* _What to produce_
Switch every "drop a pin" in the rows below to "place a marker" and write out all the rows again, with nothing else altered.

* _Information shown_
—————
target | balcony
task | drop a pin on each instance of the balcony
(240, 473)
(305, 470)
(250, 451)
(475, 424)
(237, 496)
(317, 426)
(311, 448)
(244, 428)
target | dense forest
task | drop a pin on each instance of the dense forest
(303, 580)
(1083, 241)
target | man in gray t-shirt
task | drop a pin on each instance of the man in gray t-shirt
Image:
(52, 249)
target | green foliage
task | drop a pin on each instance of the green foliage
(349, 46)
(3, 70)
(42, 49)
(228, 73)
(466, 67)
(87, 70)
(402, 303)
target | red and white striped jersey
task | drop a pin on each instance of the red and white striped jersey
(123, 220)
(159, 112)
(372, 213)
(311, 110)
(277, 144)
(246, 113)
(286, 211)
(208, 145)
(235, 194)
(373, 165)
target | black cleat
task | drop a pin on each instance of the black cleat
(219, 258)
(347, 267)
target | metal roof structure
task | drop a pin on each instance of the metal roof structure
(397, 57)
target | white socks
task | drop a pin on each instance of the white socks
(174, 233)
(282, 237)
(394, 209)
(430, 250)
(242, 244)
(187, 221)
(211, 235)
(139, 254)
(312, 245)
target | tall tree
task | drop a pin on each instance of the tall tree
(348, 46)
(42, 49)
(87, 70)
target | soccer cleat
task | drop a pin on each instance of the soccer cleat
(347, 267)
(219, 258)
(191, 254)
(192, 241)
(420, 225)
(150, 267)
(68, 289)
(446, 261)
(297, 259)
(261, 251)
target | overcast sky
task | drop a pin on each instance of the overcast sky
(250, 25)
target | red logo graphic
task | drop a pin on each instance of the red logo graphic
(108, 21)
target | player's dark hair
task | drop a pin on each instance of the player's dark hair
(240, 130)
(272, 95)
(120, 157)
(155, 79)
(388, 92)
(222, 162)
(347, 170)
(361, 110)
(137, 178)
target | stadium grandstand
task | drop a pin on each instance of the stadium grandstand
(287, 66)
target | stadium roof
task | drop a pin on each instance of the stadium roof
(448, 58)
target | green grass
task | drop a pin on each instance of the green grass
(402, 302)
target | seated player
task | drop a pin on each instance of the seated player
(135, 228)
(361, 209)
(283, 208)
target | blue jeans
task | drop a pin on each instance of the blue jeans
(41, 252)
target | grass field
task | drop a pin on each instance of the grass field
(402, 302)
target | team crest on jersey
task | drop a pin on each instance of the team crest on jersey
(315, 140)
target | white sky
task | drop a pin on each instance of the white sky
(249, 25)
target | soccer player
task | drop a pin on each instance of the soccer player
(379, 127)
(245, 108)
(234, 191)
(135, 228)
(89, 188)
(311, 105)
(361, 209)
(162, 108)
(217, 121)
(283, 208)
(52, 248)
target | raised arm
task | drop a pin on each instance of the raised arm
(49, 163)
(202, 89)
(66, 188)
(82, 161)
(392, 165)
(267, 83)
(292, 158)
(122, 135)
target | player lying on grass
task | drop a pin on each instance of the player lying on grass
—————
* _Complete answer_
target | balcony
task | place a marker on each instance of the balcony
(240, 473)
(305, 470)
(250, 451)
(475, 424)
(237, 496)
(317, 426)
(311, 448)
(244, 428)
target | dense forest
task | place a marker on each instance of the dense forest
(303, 580)
(1083, 241)
target | man in gray t-shirt
task | place a marker on each instance of the man in gray t-shirt
Image:
(52, 249)
target | green foliage
task | place a marker on each instance of the green foliage
(349, 46)
(3, 70)
(42, 49)
(228, 73)
(466, 67)
(87, 70)
(402, 303)
target | red and white striped jersey
task | place a marker on each instance of the red and white striped jersey
(123, 220)
(159, 112)
(372, 213)
(311, 110)
(277, 144)
(246, 113)
(286, 211)
(208, 145)
(235, 194)
(373, 165)
target | black cleat
task | place a marker on each instance of the black cleat
(219, 258)
(347, 267)
target | metal roof structure
task | place a marker on each instance of the metal roof structure
(397, 57)
target | white socks
task | place a marker on each instance of the white socks
(174, 233)
(282, 237)
(394, 209)
(430, 250)
(242, 244)
(187, 221)
(211, 235)
(139, 254)
(312, 245)
target | tall tree
task | place a marker on each instance of the tall tree
(348, 46)
(42, 49)
(87, 70)
target | soccer cleat
task | place a marker on each instance of the soccer cleat
(347, 267)
(219, 258)
(191, 254)
(192, 241)
(420, 225)
(150, 267)
(68, 289)
(446, 261)
(297, 259)
(261, 251)
target | overcast sky
task | place a marker on each instance of the overcast sky
(250, 25)
target | red logo graphic
task | place a marker on each instance of the red logo graphic
(108, 21)
target | player's dark hair
task | place a marker on each instance of the player's dark hair
(240, 130)
(272, 95)
(120, 157)
(155, 79)
(388, 92)
(222, 162)
(347, 170)
(361, 110)
(137, 178)
target | stadium grandstand
task | place a marker on each instance of the stadium grandstand
(287, 66)
target | stadium roof
task | place a marker on each instance of the stadium roof
(448, 58)
target | green grass
task | place a marker on each instance of the green grass
(402, 302)
target | seated player
task | place a marker on each instance of the seated player
(135, 228)
(361, 209)
(283, 208)
target | blue jeans
task | place a marker on each instance of the blue jeans
(41, 252)
target | grass field
task | place a marker on each instance of the grass field
(402, 302)
target | team crest on jersey
task | place a marker on each instance of the team crest on jersey
(315, 140)
target | white sky
task | place a marker on each instance of the white sky
(249, 25)
target | soccer player
task | place a marker on each instance of the soccer player
(379, 127)
(245, 108)
(234, 191)
(135, 228)
(89, 188)
(311, 105)
(361, 209)
(162, 108)
(217, 121)
(283, 208)
(52, 248)
target | raised arm
task | place a marker on each instance of the raised arm
(49, 163)
(202, 89)
(66, 188)
(82, 161)
(392, 165)
(267, 83)
(292, 158)
(122, 135)
target | player lying on grass
task | place a marker on each instance of the player lying on grass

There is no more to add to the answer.